- **Your task**
In the film descriptions, who directed Nothing Left Unsaid?

- **Document extract**
************
Bob Hercules and Rita Coburn’s unprecedented film celebrates Dr. Maya Angelou by weaving her words with rare and intimate archival photographs and videos, which paint hidden moments of her exuberant life during some of America’s most defining civil rights moments. From her upbringing in the Depression-era South to her swinging soirees with Malcolm X in Ghana to her inaugural speech for President Bill Clinton, we are given special access to interviews with Dr. Angelou whose indelible charm and quick wit make it easy to love her.

Skillfully crafted with heart and ease, this film reflects the vibrant spirit of an American legend who was determined to live her philosophies and fought for what she believed in her whole life.

Director: Bob Hercules, Rita Coburn Whack

Nothing Left Unsaid: Gloria Vanderbilt and Anderson Cooper / USA

Privilege, love, loss, and survival are all deftly examined in Nothing Left Unsaid, which turns a lens on the expansive life of Gloria Vanderbilt. At 91, Vanderbilt herself provides a rich living history on the experience of growing up within a storied American family. Her youngest son, Anderson Cooper, peppers his still-vibrant mother on camera with questions about her complex public and private personas.

Ms. Vanderbilt recounts how, as a young girl, she was raised by a nurse who she adored and was later involved in a highly publicized custody battle. While in prep school, she traveled to Hollywood and soon found herself married to an older man. From then on, her life revolved around a series of famous suitors, her children, an acting career, and eventually a successful fashion business. Yet all the while, she quietly created art that revealed themes most resonant to her. Veteran director Liz Garbus delicately weaves archival footage and home movies that supply the backdrop to Vanderbilt’s stories of a rich, yet complicated life.

Director: Liz Garbus

Cast: Gloria Vanderbilt, Anderson Cooper

U.S. Documentary Competition

Audrie & Daisy / USA

Audrie and Daisy, two high school girls in different towns across America, were sexually assaulted by boys they thought were their friends. Both girls experienced social media bullying and were stigmatized—and both attempted suicide. Tragically, Audrie takes her own life, but Daisy survives, and her story becomes a journey to keep living. By juxtaposing their stories and drawing connections between the two teenage girls, bold filmmakers Bonni Cohen and Jon Shenk illuminate the larger societal epidemic of sexual assault that has been exacerbated by today’s technologies. And rather than paint a simple picture, they also give voice to the spectrum of male perspectives involved in Daisy’s case: her assailants, the small-town sheriff, and her brother, who now works to change the next generation of boys.
************
- **Raw data**
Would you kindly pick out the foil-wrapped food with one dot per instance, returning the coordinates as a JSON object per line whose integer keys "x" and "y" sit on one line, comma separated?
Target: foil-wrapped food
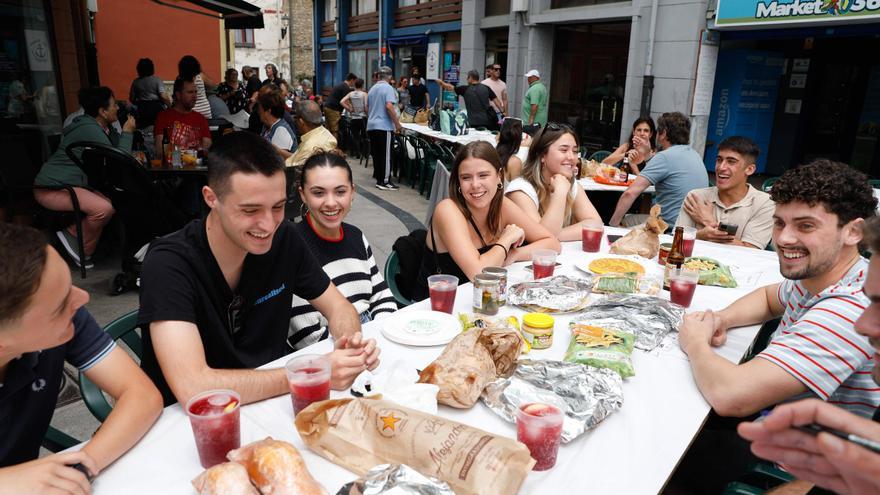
{"x": 395, "y": 479}
{"x": 586, "y": 395}
{"x": 650, "y": 319}
{"x": 559, "y": 294}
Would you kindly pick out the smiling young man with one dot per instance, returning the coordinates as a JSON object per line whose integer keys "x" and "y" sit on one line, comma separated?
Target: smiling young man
{"x": 215, "y": 296}
{"x": 815, "y": 352}
{"x": 826, "y": 460}
{"x": 42, "y": 325}
{"x": 732, "y": 203}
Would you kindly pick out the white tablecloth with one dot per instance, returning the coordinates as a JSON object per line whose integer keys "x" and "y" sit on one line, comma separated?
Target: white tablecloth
{"x": 471, "y": 136}
{"x": 633, "y": 451}
{"x": 590, "y": 185}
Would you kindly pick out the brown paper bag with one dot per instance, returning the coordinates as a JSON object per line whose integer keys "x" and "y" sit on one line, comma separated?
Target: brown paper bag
{"x": 470, "y": 362}
{"x": 359, "y": 434}
{"x": 643, "y": 240}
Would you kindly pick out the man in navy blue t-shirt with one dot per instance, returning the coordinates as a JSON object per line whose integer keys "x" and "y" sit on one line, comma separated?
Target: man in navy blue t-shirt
{"x": 42, "y": 325}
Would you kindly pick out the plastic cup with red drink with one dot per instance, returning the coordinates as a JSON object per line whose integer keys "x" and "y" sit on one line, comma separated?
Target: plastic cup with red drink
{"x": 687, "y": 241}
{"x": 441, "y": 289}
{"x": 682, "y": 284}
{"x": 308, "y": 376}
{"x": 543, "y": 263}
{"x": 539, "y": 427}
{"x": 216, "y": 421}
{"x": 591, "y": 237}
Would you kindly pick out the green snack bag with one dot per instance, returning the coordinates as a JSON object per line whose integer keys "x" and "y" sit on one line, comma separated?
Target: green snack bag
{"x": 712, "y": 272}
{"x": 601, "y": 347}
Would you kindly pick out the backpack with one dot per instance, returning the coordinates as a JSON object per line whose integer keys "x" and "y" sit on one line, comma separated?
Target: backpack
{"x": 453, "y": 123}
{"x": 410, "y": 249}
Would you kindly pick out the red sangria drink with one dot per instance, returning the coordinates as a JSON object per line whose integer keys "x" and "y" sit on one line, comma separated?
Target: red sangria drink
{"x": 309, "y": 379}
{"x": 687, "y": 241}
{"x": 682, "y": 285}
{"x": 216, "y": 422}
{"x": 442, "y": 289}
{"x": 591, "y": 238}
{"x": 543, "y": 263}
{"x": 539, "y": 427}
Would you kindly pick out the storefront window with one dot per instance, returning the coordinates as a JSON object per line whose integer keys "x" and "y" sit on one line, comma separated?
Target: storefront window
{"x": 329, "y": 10}
{"x": 589, "y": 72}
{"x": 30, "y": 108}
{"x": 359, "y": 7}
{"x": 561, "y": 4}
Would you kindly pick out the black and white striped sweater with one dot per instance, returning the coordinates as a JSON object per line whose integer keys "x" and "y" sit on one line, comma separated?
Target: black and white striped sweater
{"x": 350, "y": 265}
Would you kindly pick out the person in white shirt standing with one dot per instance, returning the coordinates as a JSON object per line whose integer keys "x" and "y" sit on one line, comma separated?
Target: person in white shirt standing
{"x": 499, "y": 87}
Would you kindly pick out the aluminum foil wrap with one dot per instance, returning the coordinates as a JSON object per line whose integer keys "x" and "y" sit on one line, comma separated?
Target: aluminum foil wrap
{"x": 559, "y": 294}
{"x": 395, "y": 479}
{"x": 586, "y": 395}
{"x": 650, "y": 319}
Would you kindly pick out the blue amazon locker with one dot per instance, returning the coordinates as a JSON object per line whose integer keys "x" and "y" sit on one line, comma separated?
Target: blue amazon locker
{"x": 744, "y": 100}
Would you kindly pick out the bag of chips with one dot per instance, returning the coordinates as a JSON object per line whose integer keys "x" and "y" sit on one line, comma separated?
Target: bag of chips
{"x": 601, "y": 347}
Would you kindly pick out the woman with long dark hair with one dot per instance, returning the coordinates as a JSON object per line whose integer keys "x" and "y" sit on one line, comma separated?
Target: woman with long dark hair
{"x": 548, "y": 190}
{"x": 512, "y": 147}
{"x": 190, "y": 69}
{"x": 327, "y": 191}
{"x": 477, "y": 226}
{"x": 640, "y": 147}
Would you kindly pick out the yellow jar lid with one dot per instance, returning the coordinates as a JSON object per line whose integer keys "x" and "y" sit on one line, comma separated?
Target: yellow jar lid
{"x": 538, "y": 320}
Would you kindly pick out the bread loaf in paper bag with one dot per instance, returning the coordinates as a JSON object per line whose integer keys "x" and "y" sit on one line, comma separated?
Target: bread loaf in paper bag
{"x": 359, "y": 434}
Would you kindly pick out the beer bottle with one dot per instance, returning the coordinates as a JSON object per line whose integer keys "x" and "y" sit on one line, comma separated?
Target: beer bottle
{"x": 676, "y": 255}
{"x": 166, "y": 149}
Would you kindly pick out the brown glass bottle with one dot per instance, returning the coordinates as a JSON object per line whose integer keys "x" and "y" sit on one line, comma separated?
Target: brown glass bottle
{"x": 676, "y": 255}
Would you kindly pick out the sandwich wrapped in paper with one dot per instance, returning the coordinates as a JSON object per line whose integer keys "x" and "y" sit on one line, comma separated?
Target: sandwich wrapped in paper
{"x": 643, "y": 240}
{"x": 359, "y": 434}
{"x": 470, "y": 362}
{"x": 229, "y": 478}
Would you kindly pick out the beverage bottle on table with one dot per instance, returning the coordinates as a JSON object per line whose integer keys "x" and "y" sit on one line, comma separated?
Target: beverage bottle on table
{"x": 166, "y": 149}
{"x": 176, "y": 158}
{"x": 675, "y": 258}
{"x": 623, "y": 174}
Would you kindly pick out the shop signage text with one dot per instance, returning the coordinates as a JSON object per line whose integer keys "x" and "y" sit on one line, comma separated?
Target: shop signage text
{"x": 764, "y": 12}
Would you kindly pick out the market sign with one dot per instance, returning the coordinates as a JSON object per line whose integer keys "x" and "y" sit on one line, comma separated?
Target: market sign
{"x": 759, "y": 13}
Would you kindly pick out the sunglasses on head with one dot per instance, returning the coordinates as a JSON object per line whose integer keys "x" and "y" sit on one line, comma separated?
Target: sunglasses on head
{"x": 558, "y": 126}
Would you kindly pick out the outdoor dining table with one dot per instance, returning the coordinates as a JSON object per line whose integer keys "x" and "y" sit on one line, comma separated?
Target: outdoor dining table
{"x": 471, "y": 136}
{"x": 633, "y": 451}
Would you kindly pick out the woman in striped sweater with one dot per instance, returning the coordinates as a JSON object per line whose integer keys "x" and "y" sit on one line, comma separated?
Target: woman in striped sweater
{"x": 327, "y": 190}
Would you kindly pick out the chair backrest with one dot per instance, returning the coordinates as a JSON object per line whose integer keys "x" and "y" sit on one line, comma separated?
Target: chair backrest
{"x": 392, "y": 268}
{"x": 600, "y": 155}
{"x": 123, "y": 328}
{"x": 110, "y": 170}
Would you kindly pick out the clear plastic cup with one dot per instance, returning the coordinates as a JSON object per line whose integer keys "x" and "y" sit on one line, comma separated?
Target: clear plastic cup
{"x": 682, "y": 285}
{"x": 441, "y": 289}
{"x": 543, "y": 263}
{"x": 539, "y": 427}
{"x": 216, "y": 422}
{"x": 687, "y": 241}
{"x": 308, "y": 376}
{"x": 591, "y": 237}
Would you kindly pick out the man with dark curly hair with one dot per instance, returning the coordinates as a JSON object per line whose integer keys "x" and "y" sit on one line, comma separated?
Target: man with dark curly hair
{"x": 815, "y": 352}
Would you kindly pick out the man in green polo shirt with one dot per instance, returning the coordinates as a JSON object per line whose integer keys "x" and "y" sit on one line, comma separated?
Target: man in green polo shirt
{"x": 535, "y": 100}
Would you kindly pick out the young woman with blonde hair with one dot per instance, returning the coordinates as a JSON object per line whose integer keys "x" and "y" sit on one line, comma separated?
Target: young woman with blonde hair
{"x": 548, "y": 190}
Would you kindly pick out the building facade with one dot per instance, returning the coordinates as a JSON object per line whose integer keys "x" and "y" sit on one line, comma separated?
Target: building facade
{"x": 358, "y": 36}
{"x": 287, "y": 34}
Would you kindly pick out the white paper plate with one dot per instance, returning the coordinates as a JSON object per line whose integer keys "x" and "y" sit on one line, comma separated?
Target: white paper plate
{"x": 421, "y": 328}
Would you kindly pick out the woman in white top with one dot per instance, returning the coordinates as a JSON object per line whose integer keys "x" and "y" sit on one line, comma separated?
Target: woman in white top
{"x": 190, "y": 69}
{"x": 513, "y": 147}
{"x": 548, "y": 190}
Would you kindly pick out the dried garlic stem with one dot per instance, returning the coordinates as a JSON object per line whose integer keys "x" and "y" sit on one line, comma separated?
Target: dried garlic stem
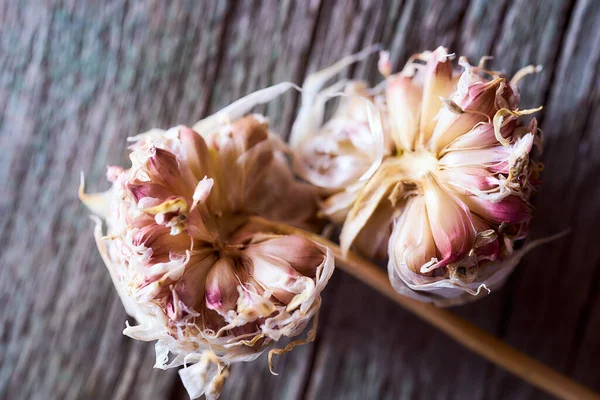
************
- **Written solution**
Liz Garbus